• WORK REQUEST: Beginning at the line that holds "Pick out the white cloth, placing", restate each line exactly through the final line of the records. Include both of those lines.

━━━ SUPPLIED INFORMATION ━━━

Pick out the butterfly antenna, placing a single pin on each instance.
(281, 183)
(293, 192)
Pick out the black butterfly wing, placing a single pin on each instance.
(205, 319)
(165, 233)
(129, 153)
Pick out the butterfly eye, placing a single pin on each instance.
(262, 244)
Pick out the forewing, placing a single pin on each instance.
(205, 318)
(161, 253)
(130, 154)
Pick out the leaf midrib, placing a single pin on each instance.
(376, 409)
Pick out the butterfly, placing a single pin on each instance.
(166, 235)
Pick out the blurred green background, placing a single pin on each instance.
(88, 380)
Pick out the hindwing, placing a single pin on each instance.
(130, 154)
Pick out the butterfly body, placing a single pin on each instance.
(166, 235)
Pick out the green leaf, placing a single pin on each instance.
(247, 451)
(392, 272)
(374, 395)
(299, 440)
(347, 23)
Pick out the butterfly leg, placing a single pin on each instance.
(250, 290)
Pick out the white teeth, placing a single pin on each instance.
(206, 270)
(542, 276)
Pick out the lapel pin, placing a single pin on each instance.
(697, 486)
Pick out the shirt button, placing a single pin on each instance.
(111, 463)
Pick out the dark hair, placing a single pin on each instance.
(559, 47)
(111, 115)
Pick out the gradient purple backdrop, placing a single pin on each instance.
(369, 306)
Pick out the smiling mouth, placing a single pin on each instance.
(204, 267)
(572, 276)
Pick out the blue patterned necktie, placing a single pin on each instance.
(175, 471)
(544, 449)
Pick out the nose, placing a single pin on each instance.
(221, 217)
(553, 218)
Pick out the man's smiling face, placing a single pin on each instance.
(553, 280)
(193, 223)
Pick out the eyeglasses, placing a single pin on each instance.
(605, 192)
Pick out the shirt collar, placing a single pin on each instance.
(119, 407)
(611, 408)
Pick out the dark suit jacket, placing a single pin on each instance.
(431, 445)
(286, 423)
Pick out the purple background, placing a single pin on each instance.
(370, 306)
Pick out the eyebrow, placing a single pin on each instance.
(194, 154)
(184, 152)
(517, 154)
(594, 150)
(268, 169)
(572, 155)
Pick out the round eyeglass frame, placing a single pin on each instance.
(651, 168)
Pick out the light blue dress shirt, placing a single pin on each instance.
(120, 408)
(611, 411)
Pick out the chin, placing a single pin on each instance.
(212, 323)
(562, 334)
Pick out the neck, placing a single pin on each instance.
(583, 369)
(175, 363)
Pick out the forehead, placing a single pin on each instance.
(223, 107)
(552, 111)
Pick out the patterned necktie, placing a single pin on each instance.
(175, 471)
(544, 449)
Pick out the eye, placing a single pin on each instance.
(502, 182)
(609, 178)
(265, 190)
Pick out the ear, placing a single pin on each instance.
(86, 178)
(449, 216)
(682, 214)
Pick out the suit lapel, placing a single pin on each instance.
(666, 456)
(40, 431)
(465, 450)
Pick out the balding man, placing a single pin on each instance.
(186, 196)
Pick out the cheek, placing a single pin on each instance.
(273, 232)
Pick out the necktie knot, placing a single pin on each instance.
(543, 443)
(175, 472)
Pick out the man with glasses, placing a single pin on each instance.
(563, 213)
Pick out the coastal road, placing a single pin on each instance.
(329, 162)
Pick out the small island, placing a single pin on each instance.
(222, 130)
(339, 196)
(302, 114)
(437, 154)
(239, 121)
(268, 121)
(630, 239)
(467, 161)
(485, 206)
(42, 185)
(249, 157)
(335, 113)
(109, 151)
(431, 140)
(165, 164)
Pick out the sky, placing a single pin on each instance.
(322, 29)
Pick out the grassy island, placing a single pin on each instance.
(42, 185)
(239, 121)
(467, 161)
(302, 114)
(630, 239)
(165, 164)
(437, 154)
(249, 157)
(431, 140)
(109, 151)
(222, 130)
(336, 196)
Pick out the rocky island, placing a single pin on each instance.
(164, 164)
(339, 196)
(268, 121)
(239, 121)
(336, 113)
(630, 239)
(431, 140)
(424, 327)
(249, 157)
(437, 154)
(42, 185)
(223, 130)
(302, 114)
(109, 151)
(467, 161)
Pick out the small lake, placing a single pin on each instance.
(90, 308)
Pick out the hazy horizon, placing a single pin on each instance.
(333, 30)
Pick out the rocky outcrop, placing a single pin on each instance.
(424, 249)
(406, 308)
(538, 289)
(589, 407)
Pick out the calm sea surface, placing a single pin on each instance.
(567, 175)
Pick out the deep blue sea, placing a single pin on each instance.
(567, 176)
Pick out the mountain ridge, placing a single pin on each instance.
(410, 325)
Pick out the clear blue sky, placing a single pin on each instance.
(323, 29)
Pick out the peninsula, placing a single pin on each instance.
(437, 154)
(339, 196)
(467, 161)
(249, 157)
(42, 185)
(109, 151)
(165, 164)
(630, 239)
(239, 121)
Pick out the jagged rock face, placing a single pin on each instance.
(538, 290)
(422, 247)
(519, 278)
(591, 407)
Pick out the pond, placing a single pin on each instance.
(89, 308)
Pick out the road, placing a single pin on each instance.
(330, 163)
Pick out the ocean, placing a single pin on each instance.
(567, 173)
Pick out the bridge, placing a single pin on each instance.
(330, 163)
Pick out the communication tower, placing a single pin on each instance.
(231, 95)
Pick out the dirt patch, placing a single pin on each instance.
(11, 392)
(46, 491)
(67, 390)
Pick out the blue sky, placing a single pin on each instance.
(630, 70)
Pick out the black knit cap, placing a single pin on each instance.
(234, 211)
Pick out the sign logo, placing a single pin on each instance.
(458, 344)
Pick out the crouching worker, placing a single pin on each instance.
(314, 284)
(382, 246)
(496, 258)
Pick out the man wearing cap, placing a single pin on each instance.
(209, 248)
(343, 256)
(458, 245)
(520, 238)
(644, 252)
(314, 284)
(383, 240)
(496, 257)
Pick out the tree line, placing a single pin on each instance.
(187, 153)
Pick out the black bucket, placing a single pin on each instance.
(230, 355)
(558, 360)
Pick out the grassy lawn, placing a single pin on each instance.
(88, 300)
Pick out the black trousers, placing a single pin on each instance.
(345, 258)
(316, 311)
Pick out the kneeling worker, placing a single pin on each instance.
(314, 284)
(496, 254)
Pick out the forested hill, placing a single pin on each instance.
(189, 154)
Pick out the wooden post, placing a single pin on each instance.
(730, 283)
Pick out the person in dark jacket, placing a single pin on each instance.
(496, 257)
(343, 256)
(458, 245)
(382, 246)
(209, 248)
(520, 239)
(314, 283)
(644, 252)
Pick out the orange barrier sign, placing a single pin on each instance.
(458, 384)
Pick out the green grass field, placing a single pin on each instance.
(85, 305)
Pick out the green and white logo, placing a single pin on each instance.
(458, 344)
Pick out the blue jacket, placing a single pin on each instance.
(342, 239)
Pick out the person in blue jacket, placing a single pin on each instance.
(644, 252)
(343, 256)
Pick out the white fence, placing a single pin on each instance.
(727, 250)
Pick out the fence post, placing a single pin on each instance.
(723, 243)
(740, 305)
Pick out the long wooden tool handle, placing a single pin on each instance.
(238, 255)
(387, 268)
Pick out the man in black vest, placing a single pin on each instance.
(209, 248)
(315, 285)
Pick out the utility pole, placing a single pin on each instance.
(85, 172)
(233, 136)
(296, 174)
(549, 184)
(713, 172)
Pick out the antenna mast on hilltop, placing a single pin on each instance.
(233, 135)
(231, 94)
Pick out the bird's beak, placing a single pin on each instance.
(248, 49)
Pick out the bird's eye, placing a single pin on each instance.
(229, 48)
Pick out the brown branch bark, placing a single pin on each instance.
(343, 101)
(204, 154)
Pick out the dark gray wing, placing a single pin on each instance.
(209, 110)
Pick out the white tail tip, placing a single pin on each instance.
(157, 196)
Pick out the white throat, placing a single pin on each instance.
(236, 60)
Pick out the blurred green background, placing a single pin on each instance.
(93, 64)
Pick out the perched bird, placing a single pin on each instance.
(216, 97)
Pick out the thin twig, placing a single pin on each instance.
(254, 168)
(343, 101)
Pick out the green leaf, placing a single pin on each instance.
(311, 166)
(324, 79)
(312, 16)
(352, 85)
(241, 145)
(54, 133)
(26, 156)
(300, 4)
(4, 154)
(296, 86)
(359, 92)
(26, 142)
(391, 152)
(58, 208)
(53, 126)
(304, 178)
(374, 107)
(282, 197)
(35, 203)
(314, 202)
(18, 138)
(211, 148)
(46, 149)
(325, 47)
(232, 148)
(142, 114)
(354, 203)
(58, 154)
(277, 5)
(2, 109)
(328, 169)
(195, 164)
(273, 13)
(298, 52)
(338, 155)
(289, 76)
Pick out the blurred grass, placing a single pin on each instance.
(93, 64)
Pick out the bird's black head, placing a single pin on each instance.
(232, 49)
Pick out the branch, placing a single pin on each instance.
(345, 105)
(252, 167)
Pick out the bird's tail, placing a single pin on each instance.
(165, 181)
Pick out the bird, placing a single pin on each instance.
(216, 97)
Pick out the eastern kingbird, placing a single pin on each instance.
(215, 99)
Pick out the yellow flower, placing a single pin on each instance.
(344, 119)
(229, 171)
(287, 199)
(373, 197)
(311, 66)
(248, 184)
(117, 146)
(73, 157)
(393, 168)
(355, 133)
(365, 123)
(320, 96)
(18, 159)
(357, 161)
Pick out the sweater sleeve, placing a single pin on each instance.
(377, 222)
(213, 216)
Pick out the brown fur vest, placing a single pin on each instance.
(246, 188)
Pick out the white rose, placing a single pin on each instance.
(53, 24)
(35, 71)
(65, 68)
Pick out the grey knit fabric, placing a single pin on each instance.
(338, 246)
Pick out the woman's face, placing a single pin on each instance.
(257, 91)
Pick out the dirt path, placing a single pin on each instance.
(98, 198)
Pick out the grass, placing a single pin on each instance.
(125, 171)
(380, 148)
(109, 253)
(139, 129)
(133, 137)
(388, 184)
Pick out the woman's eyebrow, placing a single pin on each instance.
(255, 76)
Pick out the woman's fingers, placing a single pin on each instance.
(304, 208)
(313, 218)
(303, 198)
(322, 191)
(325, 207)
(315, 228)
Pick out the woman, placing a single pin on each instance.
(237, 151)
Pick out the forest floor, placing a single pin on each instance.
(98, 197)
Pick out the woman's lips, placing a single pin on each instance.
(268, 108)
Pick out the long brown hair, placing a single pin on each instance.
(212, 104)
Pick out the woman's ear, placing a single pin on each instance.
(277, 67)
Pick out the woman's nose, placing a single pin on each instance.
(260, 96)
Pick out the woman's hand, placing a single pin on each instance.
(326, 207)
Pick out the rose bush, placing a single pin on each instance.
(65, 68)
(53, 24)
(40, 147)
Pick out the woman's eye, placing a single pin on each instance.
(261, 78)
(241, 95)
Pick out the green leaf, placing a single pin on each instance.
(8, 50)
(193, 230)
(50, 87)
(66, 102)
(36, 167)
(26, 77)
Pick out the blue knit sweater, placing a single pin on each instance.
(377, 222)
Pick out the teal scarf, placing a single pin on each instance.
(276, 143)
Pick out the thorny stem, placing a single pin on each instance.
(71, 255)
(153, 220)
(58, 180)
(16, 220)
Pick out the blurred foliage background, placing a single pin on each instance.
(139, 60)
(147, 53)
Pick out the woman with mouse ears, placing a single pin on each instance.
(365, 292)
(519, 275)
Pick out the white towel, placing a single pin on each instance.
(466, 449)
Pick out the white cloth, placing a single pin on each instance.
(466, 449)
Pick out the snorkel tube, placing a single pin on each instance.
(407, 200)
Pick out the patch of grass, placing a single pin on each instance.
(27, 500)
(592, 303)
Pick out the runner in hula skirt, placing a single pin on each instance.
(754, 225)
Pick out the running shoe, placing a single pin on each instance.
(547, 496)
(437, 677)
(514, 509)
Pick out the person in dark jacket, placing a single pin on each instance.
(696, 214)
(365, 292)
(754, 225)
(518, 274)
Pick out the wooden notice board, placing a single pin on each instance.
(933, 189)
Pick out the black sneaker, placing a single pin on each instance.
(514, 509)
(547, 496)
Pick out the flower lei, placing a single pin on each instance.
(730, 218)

━━━

• TASK RESULT:
Pick out the white cloth, placing a single pin on each instance.
(466, 449)
Pick out the snorkel tube, placing a single pin on each instance.
(407, 200)
Pick out the patch of grass, placing a single pin on each instance.
(27, 500)
(592, 303)
Pick out the runner in hula skirt, placing a single pin on each instance.
(754, 225)
Pick out the running shoe, placing a single pin on each instance.
(547, 496)
(437, 677)
(514, 509)
Pick out the person in dark jacket, placing a single pin on each instance.
(696, 214)
(365, 292)
(754, 225)
(518, 274)
Pick out the wooden notice board, placing a single pin on each instance.
(933, 189)
Pick out the black sneaker, placing a single pin on each instance.
(514, 509)
(547, 496)
Pick out the flower lei, placing a single pin on each instance.
(730, 218)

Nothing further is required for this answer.